>> start Page extract

Tuesday, April 12, 2011

Secessionists Take Fort Sumter

"Of all the trials I have had since I came here," Abraham Lincoln wrote to a friend during his first term as President, "none begin to compare with those I had between the inauguration and the fall of Fort Sumpter [sic]. They were so great that could I have anticipated them, I would not have believed it possible to survive them."

Lincoln got the bad news the morning after his inauguration. There was no Oval Office in 1861, no West Wing. The President's office was just down the hall from his second-floor bedroom in the White House. Settling in for his first day on the job, Lincoln found on his desk a letter from Major Robert Anderson, reporting from Fort Sumter in Charleston Harbor that his garrison was running out of supplies. Attached to the letter was a gloomy appraisal from the General-in-Chief, Winfield Scott, who saw "no alternative but a surrender." Lincoln might have been forgiven for wanting to go back to bed.

Scott's assessment carried considerable weight, as did his massive 6-foot-5-inch frame. Nicknamed "Old Fuss and Feathers," Scott [right] had a dossier a mile long. His Army service dated back to the War 0f 1812. For all kinds of trouble, he had gotten the call. President Andrew Jackson dispatched him (with "my carte blanche") to Charleston the first time South Carolina threatened to secede, during the Nullification Crisis of 1832-3. Scott had commands in the Black Hawk and Second Seminole Wars. In 1838 he was the guy in charge of rounding up every last Cherokee in Georgia, Tennessee, and Alabama and marching the whole nation on the "Trail of Tears" to the far side of the Mississippi River. The year after that, he resolved a border dispute between Maine and New Brunswick in the so-called Aroostook War. During the Mexican-American War, he replicated the march of the 16th-century conquistador, Hernán Cortés, on Mexico City. He was nominated for President in 1852. He had been, like, everywhere.

>> end Page extract

### To-do list
a) From the Fort Sumter post, set down everything from "Lincoln got the" down to "back to bed.", word for word.
b) According to the Fort Sumter post, what was Winfield Scott's nickname?
The records have no connection to the Fort Sumter post.

>> start Entries shown

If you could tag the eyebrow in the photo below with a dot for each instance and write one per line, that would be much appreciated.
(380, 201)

>> end Entries shown
>> start Entries shown

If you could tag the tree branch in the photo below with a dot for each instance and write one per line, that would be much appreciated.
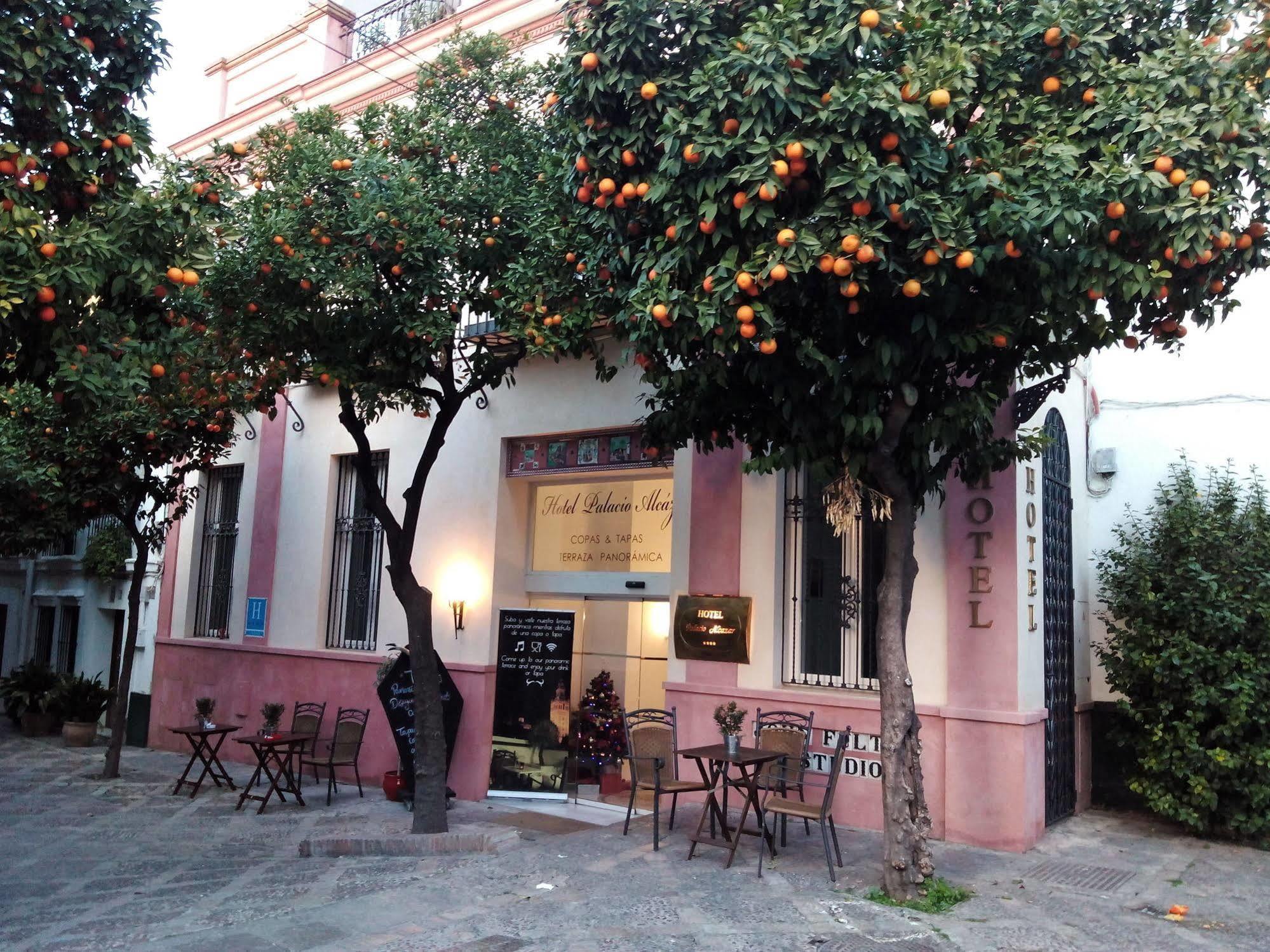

>> end Entries shown

### Solved tasks
a)
Lincoln got the bad news the morning after his inauguration. There was no Oval Office in 1861, no West Wing. The President's office was just down the hall from his second-floor bedroom in the White House. Settling in for his first day on the job, Lincoln found on his desk a letter from Major Robert Anderson, reporting from Fort Sumter in Charleston Harbor that his garrison was running out of supplies. Attached to the letter was a gloomy appraisal from the General-in-Chief, Winfield Scott, who saw "no alternative but a surrender." Lincoln might have been forgiven for wanting to go back to bed.

b) "Old Fuss and Feathers"